Goal of the exercise => Locate and copy each line in the data that contains the word "scooter".
--- Supplied data Enclosed Below ---
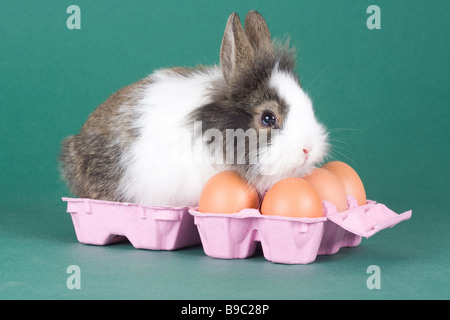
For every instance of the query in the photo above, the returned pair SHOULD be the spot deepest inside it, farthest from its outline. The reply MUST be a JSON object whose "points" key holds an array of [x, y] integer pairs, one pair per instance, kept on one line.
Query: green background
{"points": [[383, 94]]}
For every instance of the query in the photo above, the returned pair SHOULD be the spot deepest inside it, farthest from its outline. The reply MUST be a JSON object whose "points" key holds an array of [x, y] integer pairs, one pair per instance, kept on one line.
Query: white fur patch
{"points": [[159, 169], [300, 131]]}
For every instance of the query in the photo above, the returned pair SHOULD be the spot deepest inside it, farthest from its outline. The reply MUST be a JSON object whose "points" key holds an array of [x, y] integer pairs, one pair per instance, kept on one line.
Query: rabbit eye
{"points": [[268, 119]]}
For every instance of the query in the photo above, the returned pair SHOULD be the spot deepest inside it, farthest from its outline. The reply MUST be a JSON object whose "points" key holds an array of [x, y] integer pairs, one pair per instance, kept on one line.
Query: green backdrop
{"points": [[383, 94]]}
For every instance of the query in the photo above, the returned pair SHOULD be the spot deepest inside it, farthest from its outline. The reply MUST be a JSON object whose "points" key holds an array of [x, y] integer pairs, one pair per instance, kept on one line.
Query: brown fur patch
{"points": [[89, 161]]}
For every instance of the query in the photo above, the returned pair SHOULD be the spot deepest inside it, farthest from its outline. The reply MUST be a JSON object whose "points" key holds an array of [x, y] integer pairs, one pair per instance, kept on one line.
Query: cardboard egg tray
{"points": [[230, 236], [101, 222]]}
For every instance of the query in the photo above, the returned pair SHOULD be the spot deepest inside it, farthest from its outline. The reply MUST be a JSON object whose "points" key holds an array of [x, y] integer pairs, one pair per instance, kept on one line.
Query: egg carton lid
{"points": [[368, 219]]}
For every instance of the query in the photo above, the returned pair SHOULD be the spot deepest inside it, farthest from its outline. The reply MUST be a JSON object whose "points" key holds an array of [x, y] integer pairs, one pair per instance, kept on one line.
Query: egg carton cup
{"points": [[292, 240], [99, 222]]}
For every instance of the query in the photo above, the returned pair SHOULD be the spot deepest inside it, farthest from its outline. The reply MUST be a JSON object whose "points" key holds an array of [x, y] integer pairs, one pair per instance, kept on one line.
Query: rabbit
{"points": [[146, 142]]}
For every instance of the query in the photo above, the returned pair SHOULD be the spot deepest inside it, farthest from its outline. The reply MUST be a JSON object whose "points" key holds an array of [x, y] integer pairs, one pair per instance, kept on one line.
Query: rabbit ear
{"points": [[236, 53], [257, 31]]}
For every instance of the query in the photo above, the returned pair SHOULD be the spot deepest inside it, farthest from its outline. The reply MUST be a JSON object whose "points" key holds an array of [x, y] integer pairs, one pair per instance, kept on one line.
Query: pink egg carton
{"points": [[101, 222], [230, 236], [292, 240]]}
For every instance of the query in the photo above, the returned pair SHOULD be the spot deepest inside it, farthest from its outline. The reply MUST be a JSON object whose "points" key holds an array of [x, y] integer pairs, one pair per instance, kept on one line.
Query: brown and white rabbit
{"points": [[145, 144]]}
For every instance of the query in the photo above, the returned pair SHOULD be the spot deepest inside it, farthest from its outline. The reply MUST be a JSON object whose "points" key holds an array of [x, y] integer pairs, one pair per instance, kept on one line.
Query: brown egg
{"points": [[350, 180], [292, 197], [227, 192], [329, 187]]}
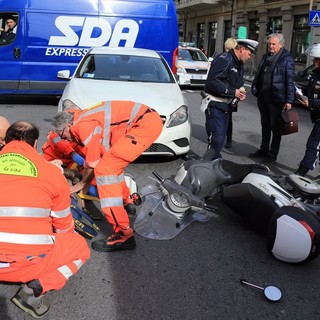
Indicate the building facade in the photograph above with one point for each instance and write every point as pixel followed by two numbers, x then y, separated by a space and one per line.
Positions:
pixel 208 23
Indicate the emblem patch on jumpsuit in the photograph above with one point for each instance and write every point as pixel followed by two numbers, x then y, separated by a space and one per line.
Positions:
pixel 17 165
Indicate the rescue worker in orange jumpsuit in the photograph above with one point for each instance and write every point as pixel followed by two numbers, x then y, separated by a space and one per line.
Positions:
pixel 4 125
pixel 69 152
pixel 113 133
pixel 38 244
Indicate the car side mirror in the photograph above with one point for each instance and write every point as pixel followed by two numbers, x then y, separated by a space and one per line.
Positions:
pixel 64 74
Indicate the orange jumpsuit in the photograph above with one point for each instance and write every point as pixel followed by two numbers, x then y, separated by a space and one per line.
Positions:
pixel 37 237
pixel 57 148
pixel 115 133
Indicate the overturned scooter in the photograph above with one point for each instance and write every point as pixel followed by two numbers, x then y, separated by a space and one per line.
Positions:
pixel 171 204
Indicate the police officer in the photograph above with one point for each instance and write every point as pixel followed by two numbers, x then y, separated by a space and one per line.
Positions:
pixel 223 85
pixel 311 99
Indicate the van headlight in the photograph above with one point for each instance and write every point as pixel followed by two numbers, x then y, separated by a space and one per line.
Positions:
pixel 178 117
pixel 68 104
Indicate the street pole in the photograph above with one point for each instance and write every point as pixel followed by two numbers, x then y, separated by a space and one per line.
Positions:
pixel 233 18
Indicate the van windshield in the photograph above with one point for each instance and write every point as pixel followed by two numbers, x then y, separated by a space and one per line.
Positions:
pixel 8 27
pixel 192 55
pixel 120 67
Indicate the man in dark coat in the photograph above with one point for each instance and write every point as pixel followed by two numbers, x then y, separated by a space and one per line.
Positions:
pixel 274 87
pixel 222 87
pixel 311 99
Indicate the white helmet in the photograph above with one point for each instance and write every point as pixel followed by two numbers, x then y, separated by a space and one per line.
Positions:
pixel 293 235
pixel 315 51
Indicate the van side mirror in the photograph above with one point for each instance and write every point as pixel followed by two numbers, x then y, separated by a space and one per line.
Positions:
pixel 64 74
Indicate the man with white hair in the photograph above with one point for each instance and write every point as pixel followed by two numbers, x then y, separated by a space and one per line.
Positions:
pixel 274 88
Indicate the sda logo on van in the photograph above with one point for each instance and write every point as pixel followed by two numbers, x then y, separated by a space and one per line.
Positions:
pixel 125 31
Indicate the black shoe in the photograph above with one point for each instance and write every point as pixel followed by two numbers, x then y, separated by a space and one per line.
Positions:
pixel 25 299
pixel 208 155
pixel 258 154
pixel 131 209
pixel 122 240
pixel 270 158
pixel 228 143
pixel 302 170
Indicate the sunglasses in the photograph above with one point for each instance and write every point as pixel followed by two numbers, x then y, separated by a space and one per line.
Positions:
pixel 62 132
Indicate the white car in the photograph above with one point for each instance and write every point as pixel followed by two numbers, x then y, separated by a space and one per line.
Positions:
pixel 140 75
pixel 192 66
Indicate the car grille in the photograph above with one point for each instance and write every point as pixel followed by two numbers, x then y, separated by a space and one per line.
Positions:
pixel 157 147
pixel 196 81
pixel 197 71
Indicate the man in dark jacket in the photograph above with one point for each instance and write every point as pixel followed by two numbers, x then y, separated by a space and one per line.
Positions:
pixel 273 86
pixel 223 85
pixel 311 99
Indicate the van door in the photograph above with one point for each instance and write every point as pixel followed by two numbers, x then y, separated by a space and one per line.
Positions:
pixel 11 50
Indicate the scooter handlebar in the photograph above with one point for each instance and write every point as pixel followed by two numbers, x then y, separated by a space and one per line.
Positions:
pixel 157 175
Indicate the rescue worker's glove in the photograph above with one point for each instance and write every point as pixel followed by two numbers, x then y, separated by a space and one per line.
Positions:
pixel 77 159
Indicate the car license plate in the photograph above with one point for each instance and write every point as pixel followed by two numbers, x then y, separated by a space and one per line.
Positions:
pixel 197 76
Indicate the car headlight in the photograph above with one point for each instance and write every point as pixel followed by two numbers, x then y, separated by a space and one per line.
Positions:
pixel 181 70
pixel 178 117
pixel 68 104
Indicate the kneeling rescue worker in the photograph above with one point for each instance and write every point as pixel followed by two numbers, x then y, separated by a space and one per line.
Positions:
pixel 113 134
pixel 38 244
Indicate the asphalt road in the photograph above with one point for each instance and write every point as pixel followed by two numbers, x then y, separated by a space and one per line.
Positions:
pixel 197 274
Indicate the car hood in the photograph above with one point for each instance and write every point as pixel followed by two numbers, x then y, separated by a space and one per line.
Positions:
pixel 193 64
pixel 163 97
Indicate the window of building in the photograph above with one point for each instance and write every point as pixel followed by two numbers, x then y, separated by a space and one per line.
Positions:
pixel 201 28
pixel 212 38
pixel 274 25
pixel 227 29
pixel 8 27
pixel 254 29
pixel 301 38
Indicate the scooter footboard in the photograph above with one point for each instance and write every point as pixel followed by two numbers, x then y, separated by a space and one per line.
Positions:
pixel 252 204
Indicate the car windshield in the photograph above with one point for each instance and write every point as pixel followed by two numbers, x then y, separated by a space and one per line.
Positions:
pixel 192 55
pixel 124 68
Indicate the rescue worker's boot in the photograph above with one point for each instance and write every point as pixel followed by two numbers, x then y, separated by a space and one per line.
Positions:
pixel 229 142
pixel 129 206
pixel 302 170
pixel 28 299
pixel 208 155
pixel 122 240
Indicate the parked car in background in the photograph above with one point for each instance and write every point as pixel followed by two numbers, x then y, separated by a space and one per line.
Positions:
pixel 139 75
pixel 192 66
--- End of Enclosed Supplied data ---
Solved problem =>
Indicate the overturned scooter in the photograph above with one point for each instance and write every point as pixel followed by two numbers, x then y, separated by a space and one per line.
Indicate the scooter handlebar in the photograph above with one point for each instance and write every point as pixel followed by two numbers, x then y, separated by a space and one per line.
Indicate the scooter footboard in the photograph above with one point for each instance and write every point as pixel followed by two numbers, x then y, separated by a space and one per line.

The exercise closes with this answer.